### WHAT IS ASKED
Without the images, print all the entries below exactly as given.

### ITEMS
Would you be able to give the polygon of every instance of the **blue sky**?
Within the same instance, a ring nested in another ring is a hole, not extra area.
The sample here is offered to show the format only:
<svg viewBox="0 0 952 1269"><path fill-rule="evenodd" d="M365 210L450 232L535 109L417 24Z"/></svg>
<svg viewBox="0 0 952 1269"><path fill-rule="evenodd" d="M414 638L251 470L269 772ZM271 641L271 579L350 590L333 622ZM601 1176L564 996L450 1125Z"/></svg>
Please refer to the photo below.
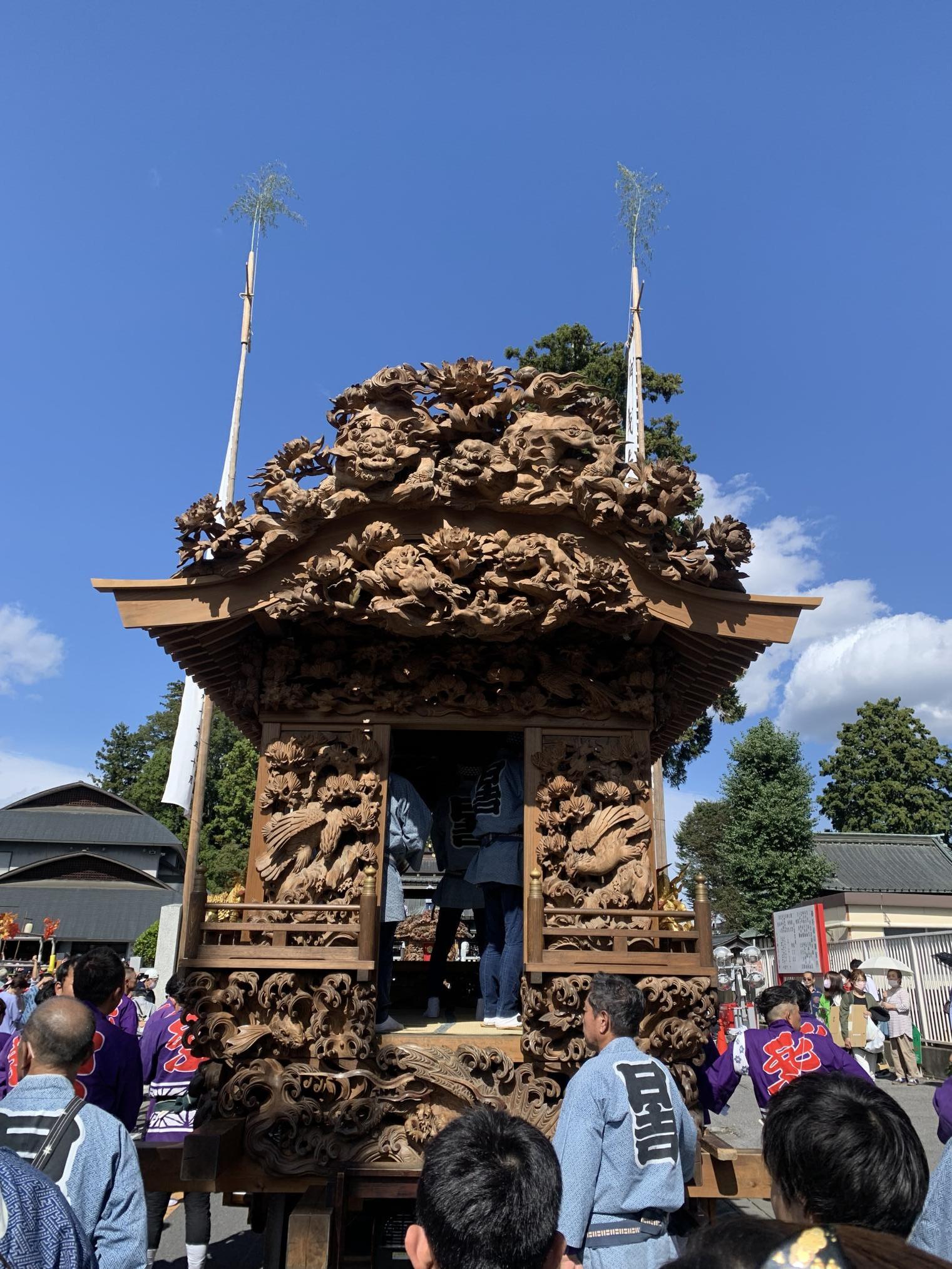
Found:
<svg viewBox="0 0 952 1269"><path fill-rule="evenodd" d="M217 486L242 173L264 244L240 476L383 364L626 326L617 160L670 192L645 352L684 376L750 589L826 593L751 676L812 760L868 695L952 740L952 10L916 3L14 6L0 426L0 802L91 769L171 675L90 576L164 576ZM715 792L730 733L671 798Z"/></svg>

### WRITTEN ANSWER
Would you be able to give the polygon of every instance of the **blue sky**?
Within the same instance, a ring nested in another ring is a hole, not extra area.
The sample here is offered to show the format only:
<svg viewBox="0 0 952 1269"><path fill-rule="evenodd" d="M365 210L450 232L535 109L417 24Z"/></svg>
<svg viewBox="0 0 952 1269"><path fill-rule="evenodd" d="M414 638L251 470L269 772ZM271 641L271 579L350 590L333 622ZM601 1176L564 996L450 1125Z"/></svg>
Please refer to the photo below.
Found:
<svg viewBox="0 0 952 1269"><path fill-rule="evenodd" d="M217 486L242 173L264 244L240 476L383 364L626 326L617 160L670 192L645 352L684 376L750 589L826 593L751 676L812 760L868 695L952 740L952 10L916 3L14 6L0 426L0 802L91 769L171 675L90 576L164 576ZM715 792L730 733L671 798Z"/></svg>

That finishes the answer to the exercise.